Count the lines in the items below that contain the string "ceiling", treating uppercase and lowercase as different, and give only that number.
- - - - - - -
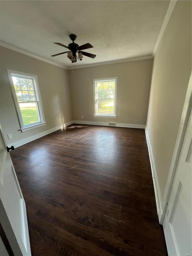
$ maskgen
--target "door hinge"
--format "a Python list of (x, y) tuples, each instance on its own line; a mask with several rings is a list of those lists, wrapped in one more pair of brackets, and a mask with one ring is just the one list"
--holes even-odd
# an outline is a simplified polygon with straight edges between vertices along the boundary
[(168, 203), (166, 202), (165, 203), (165, 205), (164, 205), (164, 208), (163, 209), (164, 213), (165, 213), (166, 212), (166, 210), (167, 209), (167, 206), (168, 206)]

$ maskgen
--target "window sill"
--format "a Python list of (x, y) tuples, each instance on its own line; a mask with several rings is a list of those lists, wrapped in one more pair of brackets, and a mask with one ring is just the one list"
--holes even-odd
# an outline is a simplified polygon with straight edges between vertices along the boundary
[(27, 127), (26, 127), (24, 128), (22, 128), (20, 129), (20, 130), (21, 131), (21, 132), (23, 132), (24, 131), (29, 131), (30, 130), (32, 130), (33, 129), (35, 129), (36, 128), (39, 128), (41, 126), (43, 126), (44, 125), (46, 125), (46, 122), (44, 122), (44, 123), (41, 123), (41, 124), (38, 124), (38, 125), (31, 125), (31, 126), (28, 126)]
[(102, 117), (104, 118), (116, 118), (117, 116), (100, 116), (100, 115), (94, 115), (94, 117)]

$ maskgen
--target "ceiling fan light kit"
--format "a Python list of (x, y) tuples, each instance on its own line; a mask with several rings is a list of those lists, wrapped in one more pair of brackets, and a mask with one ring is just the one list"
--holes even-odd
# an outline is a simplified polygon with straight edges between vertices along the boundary
[[(83, 58), (83, 55), (86, 56), (89, 58), (94, 59), (96, 57), (95, 54), (93, 54), (89, 53), (86, 53), (86, 52), (82, 52), (82, 50), (85, 50), (86, 49), (88, 49), (89, 48), (92, 48), (93, 47), (92, 45), (89, 43), (87, 43), (82, 45), (79, 46), (77, 44), (74, 43), (74, 41), (76, 38), (76, 36), (74, 34), (71, 34), (69, 35), (69, 37), (71, 40), (73, 41), (73, 43), (70, 44), (68, 46), (63, 44), (60, 43), (54, 43), (56, 44), (67, 48), (69, 50), (68, 52), (64, 52), (63, 53), (57, 53), (51, 55), (52, 57), (55, 57), (61, 54), (67, 53), (67, 57), (69, 58), (70, 60), (72, 62), (72, 63), (77, 62), (77, 59), (79, 60), (82, 60)], [(78, 53), (78, 57), (77, 56), (77, 53)]]

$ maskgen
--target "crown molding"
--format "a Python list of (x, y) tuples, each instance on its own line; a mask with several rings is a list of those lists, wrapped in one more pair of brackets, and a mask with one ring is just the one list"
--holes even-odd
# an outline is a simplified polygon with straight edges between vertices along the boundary
[(18, 53), (22, 53), (23, 54), (25, 54), (30, 57), (34, 58), (37, 59), (38, 59), (39, 60), (44, 61), (45, 62), (47, 62), (47, 63), (49, 63), (49, 64), (51, 64), (55, 66), (57, 66), (57, 67), (59, 67), (60, 68), (64, 68), (65, 69), (68, 70), (74, 69), (75, 68), (76, 69), (77, 68), (89, 68), (91, 67), (95, 67), (97, 66), (109, 65), (110, 64), (115, 64), (117, 63), (121, 63), (124, 62), (128, 62), (130, 61), (134, 61), (136, 60), (140, 60), (142, 59), (152, 59), (154, 57), (154, 56), (152, 55), (147, 55), (145, 56), (134, 57), (133, 58), (128, 58), (128, 59), (117, 60), (112, 60), (110, 61), (105, 62), (100, 62), (98, 63), (93, 63), (92, 64), (88, 64), (87, 65), (81, 65), (80, 66), (76, 66), (75, 68), (74, 66), (71, 67), (66, 67), (62, 65), (60, 65), (55, 62), (51, 61), (46, 59), (44, 59), (39, 56), (33, 54), (26, 51), (24, 51), (24, 50), (22, 50), (22, 49), (18, 48), (17, 47), (13, 46), (13, 45), (7, 44), (7, 43), (2, 42), (1, 41), (0, 41), (0, 46), (5, 47), (5, 48), (7, 48), (8, 49), (10, 49), (10, 50), (12, 50), (15, 52), (17, 52)]
[(153, 51), (153, 56), (154, 57), (156, 53), (156, 52), (158, 49), (159, 45), (160, 44), (160, 42), (161, 41), (161, 39), (163, 37), (163, 36), (164, 33), (166, 28), (167, 27), (168, 23), (169, 21), (169, 20), (171, 18), (171, 16), (172, 13), (173, 11), (174, 10), (174, 8), (176, 4), (177, 0), (171, 0), (170, 2), (167, 9), (167, 12), (165, 16), (165, 18), (161, 26), (161, 27), (159, 33), (158, 37), (157, 38), (157, 39), (156, 41), (155, 44), (155, 45), (154, 49)]
[[(152, 55), (147, 55), (145, 56), (140, 56), (139, 57), (134, 57), (132, 58), (118, 59), (116, 60), (112, 60), (111, 61), (106, 61), (105, 62), (100, 62), (98, 63), (94, 63), (92, 64), (88, 64), (86, 65), (82, 65), (81, 66), (76, 66), (75, 69), (77, 68), (89, 68), (91, 67), (96, 67), (97, 66), (102, 66), (104, 65), (109, 65), (110, 64), (115, 64), (116, 63), (122, 63), (123, 62), (128, 62), (130, 61), (134, 61), (136, 60), (140, 60), (142, 59), (152, 59), (153, 56)], [(68, 69), (74, 69), (75, 67), (68, 67)]]
[(17, 52), (18, 53), (22, 53), (23, 54), (25, 54), (25, 55), (27, 55), (28, 56), (29, 56), (29, 57), (38, 59), (39, 60), (41, 60), (42, 61), (46, 62), (47, 63), (48, 63), (49, 64), (51, 64), (52, 65), (54, 65), (54, 66), (57, 66), (57, 67), (62, 68), (64, 68), (65, 69), (68, 69), (68, 68), (65, 66), (60, 65), (54, 62), (48, 60), (39, 56), (38, 56), (37, 55), (33, 54), (28, 52), (24, 51), (24, 50), (22, 50), (20, 48), (18, 48), (17, 47), (15, 47), (15, 46), (13, 46), (13, 45), (9, 44), (7, 44), (7, 43), (4, 43), (4, 42), (2, 42), (1, 41), (0, 41), (0, 46), (2, 46), (3, 47), (4, 47), (5, 48), (7, 48), (8, 49), (10, 49), (10, 50), (14, 51), (15, 52)]

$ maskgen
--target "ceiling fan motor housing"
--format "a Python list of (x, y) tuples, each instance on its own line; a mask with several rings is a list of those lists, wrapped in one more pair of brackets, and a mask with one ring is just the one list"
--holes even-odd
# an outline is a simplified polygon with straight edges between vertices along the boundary
[(75, 43), (71, 43), (68, 45), (69, 49), (72, 53), (74, 57), (76, 56), (76, 48), (79, 46), (79, 44)]

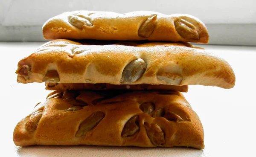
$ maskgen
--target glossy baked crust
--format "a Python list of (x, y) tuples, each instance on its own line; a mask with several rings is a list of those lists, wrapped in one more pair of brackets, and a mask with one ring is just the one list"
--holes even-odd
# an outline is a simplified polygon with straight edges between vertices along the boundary
[(109, 84), (89, 83), (45, 83), (45, 89), (47, 90), (175, 90), (181, 92), (187, 92), (188, 86), (173, 86), (165, 84)]
[(16, 145), (204, 147), (200, 120), (178, 92), (55, 91), (47, 98), (17, 124)]
[(138, 11), (126, 14), (77, 11), (64, 12), (45, 22), (46, 39), (149, 40), (207, 44), (206, 27), (187, 14), (166, 15)]
[(60, 39), (43, 45), (19, 61), (17, 81), (224, 88), (235, 85), (234, 72), (226, 61), (188, 43), (91, 44)]

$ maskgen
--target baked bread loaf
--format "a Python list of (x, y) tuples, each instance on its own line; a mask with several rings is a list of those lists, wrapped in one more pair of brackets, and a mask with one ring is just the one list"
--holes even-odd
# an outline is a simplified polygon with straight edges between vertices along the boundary
[(19, 61), (17, 81), (224, 88), (235, 85), (228, 63), (201, 48), (181, 43), (122, 45), (134, 43), (84, 45), (67, 40), (51, 41)]
[(175, 90), (181, 92), (187, 92), (188, 86), (173, 86), (165, 84), (109, 84), (45, 83), (45, 89), (47, 90)]
[(165, 15), (138, 11), (67, 12), (48, 20), (43, 26), (46, 39), (149, 40), (207, 44), (204, 24), (187, 14)]
[(200, 120), (178, 92), (55, 91), (16, 126), (18, 146), (204, 148)]

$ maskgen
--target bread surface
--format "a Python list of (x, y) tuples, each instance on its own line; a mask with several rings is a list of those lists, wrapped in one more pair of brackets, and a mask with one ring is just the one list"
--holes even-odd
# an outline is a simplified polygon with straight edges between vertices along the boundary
- - - - - - -
** The output **
2